Assigned task
Extract all lines from the data beneath that include the word "below".

Data shown
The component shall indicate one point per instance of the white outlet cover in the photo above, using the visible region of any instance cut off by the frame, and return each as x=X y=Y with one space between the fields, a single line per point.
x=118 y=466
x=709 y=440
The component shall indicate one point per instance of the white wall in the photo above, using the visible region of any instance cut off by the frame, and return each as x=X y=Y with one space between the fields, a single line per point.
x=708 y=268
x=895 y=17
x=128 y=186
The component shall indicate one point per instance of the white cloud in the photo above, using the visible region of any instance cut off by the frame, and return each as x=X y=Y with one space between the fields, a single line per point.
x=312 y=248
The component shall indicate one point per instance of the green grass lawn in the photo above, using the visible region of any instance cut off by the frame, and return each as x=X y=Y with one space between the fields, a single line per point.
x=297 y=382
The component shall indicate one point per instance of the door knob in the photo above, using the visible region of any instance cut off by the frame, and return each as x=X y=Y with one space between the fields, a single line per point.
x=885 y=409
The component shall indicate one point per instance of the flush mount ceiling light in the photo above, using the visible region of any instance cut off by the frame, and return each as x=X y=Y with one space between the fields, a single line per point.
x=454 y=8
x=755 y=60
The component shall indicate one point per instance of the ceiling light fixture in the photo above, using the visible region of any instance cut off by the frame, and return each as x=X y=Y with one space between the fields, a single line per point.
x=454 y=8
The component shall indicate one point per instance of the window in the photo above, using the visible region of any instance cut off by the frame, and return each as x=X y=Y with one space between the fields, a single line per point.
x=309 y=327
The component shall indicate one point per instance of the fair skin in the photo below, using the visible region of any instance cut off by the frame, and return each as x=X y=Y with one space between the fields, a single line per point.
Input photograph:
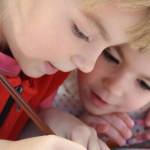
x=46 y=35
x=57 y=32
x=120 y=82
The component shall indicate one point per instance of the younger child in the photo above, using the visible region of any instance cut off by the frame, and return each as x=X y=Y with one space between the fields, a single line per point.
x=40 y=37
x=119 y=83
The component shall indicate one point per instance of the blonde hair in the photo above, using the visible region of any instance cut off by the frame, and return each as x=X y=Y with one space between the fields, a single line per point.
x=140 y=34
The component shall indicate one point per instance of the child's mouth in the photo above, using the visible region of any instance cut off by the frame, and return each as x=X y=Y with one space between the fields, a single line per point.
x=50 y=69
x=98 y=101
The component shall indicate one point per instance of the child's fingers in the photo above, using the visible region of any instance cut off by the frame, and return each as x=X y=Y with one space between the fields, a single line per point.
x=116 y=136
x=119 y=125
x=102 y=145
x=100 y=128
x=127 y=120
x=93 y=142
x=147 y=119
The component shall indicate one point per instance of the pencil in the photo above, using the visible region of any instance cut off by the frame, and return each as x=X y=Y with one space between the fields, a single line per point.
x=25 y=106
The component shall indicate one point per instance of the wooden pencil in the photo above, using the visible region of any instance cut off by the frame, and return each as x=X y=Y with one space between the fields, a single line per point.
x=25 y=106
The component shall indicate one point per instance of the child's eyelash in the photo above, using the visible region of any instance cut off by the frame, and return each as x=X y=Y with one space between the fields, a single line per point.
x=79 y=34
x=143 y=85
x=109 y=57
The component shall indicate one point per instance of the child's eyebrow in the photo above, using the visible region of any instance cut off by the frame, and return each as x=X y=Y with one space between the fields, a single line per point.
x=119 y=51
x=97 y=24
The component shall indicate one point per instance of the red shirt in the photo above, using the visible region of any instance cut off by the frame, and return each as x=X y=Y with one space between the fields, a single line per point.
x=34 y=91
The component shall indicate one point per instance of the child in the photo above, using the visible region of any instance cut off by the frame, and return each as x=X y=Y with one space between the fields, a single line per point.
x=38 y=38
x=119 y=83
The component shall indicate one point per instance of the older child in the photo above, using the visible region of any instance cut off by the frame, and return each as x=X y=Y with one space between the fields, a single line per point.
x=119 y=83
x=40 y=37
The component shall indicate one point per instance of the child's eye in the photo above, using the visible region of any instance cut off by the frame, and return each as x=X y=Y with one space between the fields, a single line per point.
x=109 y=57
x=79 y=34
x=143 y=85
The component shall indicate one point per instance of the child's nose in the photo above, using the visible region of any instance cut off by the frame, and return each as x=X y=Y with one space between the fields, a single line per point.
x=84 y=64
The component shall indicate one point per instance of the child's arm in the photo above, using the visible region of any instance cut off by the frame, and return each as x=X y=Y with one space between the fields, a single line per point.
x=147 y=123
x=66 y=126
x=118 y=124
x=50 y=142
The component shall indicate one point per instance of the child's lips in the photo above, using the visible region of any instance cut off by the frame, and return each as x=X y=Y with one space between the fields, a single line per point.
x=50 y=69
x=98 y=101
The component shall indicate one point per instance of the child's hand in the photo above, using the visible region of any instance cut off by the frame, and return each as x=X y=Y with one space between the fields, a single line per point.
x=69 y=127
x=116 y=125
x=147 y=123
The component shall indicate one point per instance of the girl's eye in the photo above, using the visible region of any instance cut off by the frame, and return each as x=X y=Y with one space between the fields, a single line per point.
x=143 y=85
x=109 y=57
x=79 y=34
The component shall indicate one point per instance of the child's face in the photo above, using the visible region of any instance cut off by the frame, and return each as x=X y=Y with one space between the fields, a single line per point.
x=47 y=33
x=120 y=81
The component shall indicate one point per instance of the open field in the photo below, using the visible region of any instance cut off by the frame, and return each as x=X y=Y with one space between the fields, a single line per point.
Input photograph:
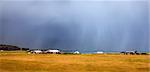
x=23 y=62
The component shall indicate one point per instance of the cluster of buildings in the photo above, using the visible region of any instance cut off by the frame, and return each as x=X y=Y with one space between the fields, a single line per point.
x=50 y=51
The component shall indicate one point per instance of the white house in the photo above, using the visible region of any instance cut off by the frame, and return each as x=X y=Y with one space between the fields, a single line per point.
x=76 y=52
x=36 y=51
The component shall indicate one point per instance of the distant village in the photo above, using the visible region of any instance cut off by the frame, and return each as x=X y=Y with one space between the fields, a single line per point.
x=4 y=47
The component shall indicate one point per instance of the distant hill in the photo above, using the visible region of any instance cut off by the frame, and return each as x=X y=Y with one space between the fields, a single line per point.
x=11 y=47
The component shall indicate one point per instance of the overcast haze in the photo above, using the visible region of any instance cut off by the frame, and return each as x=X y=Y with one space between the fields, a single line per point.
x=79 y=25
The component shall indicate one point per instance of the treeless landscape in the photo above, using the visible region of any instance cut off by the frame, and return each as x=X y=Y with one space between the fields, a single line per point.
x=22 y=62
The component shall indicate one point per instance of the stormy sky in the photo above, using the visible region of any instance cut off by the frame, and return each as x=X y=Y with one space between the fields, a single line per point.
x=84 y=25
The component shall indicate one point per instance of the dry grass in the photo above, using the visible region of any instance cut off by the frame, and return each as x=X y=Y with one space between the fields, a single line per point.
x=22 y=62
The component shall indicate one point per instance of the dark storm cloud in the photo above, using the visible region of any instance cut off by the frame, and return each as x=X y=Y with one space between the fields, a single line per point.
x=82 y=25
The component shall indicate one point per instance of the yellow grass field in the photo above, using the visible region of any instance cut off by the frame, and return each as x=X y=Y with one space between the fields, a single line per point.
x=23 y=62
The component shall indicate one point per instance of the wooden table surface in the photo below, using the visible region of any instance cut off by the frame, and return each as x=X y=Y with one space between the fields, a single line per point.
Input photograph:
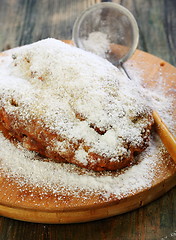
x=26 y=21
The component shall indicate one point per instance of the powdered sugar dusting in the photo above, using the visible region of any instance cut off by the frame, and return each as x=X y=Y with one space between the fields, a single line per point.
x=77 y=83
x=26 y=167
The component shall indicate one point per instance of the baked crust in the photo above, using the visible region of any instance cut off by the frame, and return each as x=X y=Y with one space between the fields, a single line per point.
x=36 y=135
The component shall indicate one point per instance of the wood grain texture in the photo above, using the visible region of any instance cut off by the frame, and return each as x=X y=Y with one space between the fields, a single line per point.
x=156 y=20
x=26 y=21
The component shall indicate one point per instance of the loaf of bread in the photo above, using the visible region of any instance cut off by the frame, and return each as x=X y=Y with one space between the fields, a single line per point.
x=72 y=106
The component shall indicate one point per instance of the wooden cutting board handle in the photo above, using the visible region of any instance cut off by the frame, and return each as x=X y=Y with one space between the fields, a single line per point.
x=166 y=136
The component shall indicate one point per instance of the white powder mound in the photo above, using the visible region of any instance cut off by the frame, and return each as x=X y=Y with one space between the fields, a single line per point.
x=25 y=166
x=98 y=43
x=77 y=82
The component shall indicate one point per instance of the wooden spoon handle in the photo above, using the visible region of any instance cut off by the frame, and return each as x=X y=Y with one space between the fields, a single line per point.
x=166 y=136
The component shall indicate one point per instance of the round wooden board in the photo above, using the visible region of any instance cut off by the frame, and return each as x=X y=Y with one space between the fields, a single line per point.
x=28 y=204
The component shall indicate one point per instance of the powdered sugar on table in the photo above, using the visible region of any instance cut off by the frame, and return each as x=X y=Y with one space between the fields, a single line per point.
x=25 y=166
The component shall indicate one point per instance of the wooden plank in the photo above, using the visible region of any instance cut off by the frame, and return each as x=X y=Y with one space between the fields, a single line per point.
x=152 y=222
x=156 y=20
x=19 y=203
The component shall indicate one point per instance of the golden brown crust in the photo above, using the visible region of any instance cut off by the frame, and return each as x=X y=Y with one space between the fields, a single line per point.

Solution to the exercise
The component shall indicate one point per instance of the fair skin in the photo below, using the visible region of any instance cut off by the frame, and return each as x=X y=Y with one space between the fields, a single line per point.
The component shall indicate one point per instance of the open field in the photo below, using the visible region of any instance cut off by the frame, and return each as x=X y=Y with one space between the fields, a single line per point.
The component shall indicate one point per instance of the wooden table surface in the photo below, using the visible region of any instance cut off by the frame, and return each as x=X y=Y with one space between the fields, a single line per point.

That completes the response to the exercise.